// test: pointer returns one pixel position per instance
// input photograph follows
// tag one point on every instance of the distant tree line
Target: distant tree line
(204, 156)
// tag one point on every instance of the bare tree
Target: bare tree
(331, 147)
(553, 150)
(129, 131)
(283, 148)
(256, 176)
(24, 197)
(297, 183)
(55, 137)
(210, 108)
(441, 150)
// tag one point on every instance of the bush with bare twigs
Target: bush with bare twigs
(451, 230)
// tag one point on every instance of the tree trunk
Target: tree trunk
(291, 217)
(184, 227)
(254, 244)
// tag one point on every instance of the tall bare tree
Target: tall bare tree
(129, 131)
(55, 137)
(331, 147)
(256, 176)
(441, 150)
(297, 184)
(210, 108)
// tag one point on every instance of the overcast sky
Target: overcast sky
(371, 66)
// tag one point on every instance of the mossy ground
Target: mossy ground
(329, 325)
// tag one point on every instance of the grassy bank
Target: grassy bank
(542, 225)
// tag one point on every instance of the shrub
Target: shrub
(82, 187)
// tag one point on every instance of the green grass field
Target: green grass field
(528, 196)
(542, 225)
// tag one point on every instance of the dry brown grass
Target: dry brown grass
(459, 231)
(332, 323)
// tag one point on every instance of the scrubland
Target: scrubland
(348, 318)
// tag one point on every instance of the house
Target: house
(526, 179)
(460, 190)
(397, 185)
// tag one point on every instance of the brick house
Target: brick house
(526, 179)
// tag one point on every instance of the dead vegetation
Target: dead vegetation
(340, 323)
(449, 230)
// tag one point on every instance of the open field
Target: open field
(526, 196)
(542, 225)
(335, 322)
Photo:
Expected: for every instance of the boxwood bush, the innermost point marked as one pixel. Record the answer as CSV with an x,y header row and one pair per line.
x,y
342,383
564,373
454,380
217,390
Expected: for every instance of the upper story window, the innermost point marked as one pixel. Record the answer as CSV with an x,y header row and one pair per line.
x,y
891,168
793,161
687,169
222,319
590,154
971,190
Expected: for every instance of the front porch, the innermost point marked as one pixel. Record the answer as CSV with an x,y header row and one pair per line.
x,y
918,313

==*==

__Instruction__. Reproduce the listing above word for word, from its first line through its last.

__Result__.
// test: pointer returns one pixel position per instance
// input photograph follows
// tag one point on every instance of the distant tree line
Target: distant tree line
(204, 156)
// tag one point on every instance of the bare tree
Target: bare tree
(331, 147)
(553, 150)
(129, 131)
(283, 148)
(256, 176)
(24, 197)
(297, 183)
(55, 137)
(210, 108)
(441, 150)
// tag one point on every instance of the bush with bare twigs
Target: bush with bare twigs
(451, 230)
// tag one point on every instance of the tree trunk
Target: tree trunk
(291, 217)
(184, 227)
(254, 244)
// tag one point on every instance of the tall bare tree
Target: tall bare tree
(129, 131)
(55, 137)
(331, 147)
(256, 176)
(441, 150)
(297, 184)
(210, 108)
// tag one point on every instance of the overcast sky
Target: overcast sky
(371, 66)
// tag one point on every instance of the mossy ground
Target: mossy ground
(329, 325)
// tag one point on every instance of the grassy bank
Target: grassy bank
(542, 225)
// tag one point on every instance of the shrub
Target: shrub
(82, 187)
// tag one point on every instance of the green grass field
Target: green grass field
(528, 196)
(542, 225)
// tag one point on every instance of the dry brown grass
Target: dry brown grass
(459, 231)
(332, 323)
// tag one point on every instance of the scrubland
Target: scrubland
(348, 318)
// tag one point on every instance of the house
Target: house
(526, 179)
(460, 190)
(397, 185)
// tag one point on every instance of the brick house
Target: brick house
(526, 179)
// tag one point on every instance of the dead vegetation
Target: dead vegetation
(340, 323)
(449, 230)
// tag one point on every instance of the open field
Target: open field
(526, 196)
(542, 225)
(335, 322)
Photo:
Expected: for every instance of the boxwood bush, the innermost point marked as one pixel. Record the answer as CSV with an x,y header row and one pair per line.
x,y
342,383
564,373
454,380
217,390
Expected: for every instance of the upper story window, the innermost point marked as one pixel. Record the answer as CSV with an x,y header row and one pair per line.
x,y
891,168
793,161
687,169
222,319
590,154
971,190
Expected: for every instance of the front porch, the innermost point marked as one pixel. Record the answer as CSV with an x,y header row and one pair per line.
x,y
918,313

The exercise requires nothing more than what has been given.